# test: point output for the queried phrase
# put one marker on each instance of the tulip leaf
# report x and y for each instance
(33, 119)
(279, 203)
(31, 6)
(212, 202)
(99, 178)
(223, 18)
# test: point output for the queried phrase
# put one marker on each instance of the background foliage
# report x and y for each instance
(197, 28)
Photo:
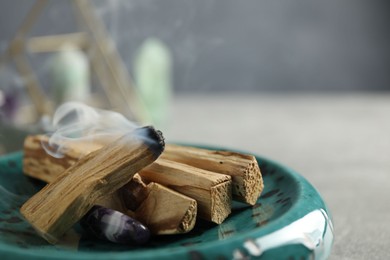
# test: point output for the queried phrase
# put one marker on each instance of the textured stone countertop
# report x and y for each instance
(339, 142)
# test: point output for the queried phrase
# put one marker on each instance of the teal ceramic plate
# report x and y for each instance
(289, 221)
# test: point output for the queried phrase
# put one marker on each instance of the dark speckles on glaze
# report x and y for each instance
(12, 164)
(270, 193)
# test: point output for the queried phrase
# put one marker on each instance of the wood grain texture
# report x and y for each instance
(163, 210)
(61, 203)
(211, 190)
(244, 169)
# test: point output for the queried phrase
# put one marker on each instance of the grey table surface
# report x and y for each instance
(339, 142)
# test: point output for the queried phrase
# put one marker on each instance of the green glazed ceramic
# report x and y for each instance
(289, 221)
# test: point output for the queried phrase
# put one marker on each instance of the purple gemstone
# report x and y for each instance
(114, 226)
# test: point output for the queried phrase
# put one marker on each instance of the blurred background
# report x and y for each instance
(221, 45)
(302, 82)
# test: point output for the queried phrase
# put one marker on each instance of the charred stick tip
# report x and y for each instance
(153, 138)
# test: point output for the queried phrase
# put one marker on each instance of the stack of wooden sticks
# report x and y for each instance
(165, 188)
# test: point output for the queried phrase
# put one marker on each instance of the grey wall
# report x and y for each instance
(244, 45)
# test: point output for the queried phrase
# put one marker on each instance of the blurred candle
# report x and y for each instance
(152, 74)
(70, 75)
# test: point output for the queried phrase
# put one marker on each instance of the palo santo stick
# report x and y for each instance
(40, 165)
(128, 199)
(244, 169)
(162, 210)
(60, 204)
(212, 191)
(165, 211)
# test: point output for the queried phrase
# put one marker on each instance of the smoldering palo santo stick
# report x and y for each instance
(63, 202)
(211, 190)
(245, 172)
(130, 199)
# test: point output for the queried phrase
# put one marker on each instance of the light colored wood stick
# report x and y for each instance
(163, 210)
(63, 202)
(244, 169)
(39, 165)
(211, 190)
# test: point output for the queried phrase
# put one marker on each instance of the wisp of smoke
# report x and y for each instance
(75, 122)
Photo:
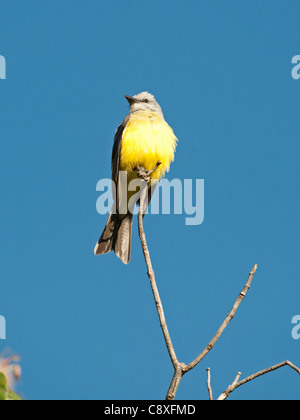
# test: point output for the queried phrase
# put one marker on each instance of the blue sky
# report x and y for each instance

┄┄┄┄┄┄

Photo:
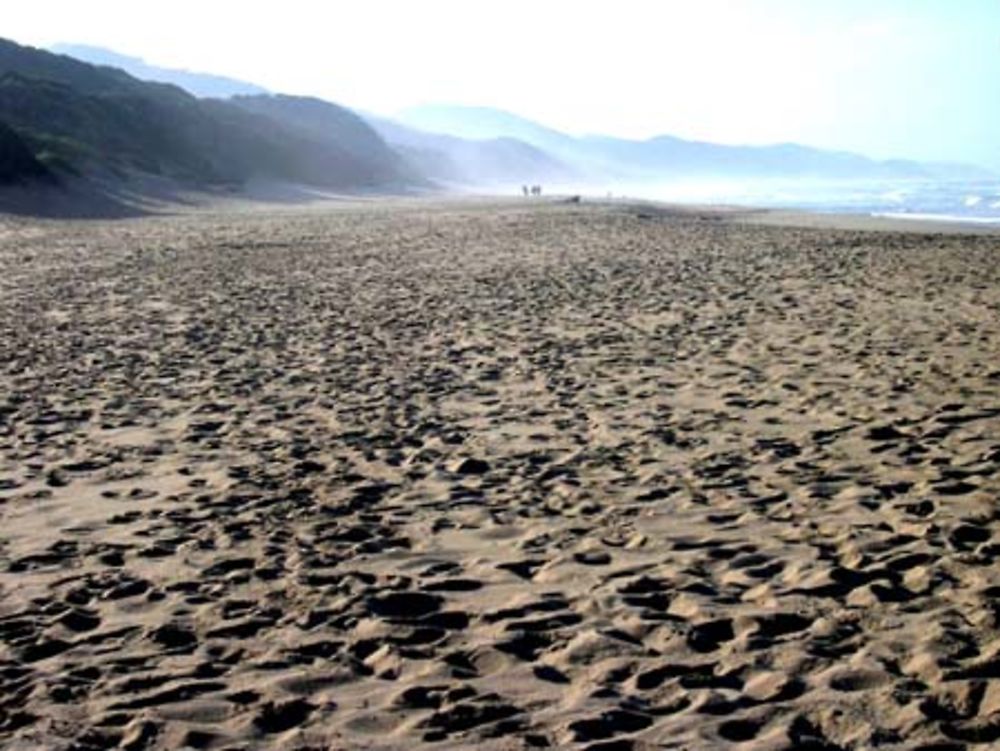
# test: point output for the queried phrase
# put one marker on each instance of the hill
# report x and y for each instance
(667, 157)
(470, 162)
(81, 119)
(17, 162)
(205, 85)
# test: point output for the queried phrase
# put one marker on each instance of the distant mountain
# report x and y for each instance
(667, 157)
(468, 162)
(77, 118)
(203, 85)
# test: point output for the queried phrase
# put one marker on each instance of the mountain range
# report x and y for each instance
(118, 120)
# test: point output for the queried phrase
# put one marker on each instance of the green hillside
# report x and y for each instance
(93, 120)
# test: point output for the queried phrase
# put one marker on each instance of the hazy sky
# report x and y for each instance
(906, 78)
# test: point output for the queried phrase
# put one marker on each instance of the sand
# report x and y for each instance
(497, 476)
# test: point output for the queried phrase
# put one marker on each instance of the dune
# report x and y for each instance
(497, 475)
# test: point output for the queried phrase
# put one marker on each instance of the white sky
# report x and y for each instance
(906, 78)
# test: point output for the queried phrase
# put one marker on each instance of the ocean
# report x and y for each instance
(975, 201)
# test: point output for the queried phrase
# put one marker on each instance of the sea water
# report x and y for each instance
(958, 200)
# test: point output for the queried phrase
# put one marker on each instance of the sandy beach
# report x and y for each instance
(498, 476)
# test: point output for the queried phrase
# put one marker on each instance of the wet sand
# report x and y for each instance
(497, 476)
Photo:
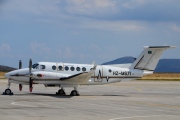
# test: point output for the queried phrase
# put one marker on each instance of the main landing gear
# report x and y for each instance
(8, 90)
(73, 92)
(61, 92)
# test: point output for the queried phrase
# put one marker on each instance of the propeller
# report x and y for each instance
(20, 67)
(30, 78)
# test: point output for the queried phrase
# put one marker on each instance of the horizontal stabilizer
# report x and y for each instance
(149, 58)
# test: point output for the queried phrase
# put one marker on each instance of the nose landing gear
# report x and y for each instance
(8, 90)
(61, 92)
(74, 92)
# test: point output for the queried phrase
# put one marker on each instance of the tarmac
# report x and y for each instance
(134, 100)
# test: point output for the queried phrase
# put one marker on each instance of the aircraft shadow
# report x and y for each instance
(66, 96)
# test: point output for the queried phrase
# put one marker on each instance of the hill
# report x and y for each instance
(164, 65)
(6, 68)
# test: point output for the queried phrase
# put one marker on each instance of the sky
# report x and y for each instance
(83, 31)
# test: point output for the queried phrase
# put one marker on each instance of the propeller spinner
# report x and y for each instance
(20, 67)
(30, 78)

┄┄┄┄┄┄

• Exercise aim
Pull out each line of the entries above that includes the word "mountain", matching case exactly.

• Result for this task
# put one marker on each instance of the distant mountain
# put one marker on each instance of the mountain range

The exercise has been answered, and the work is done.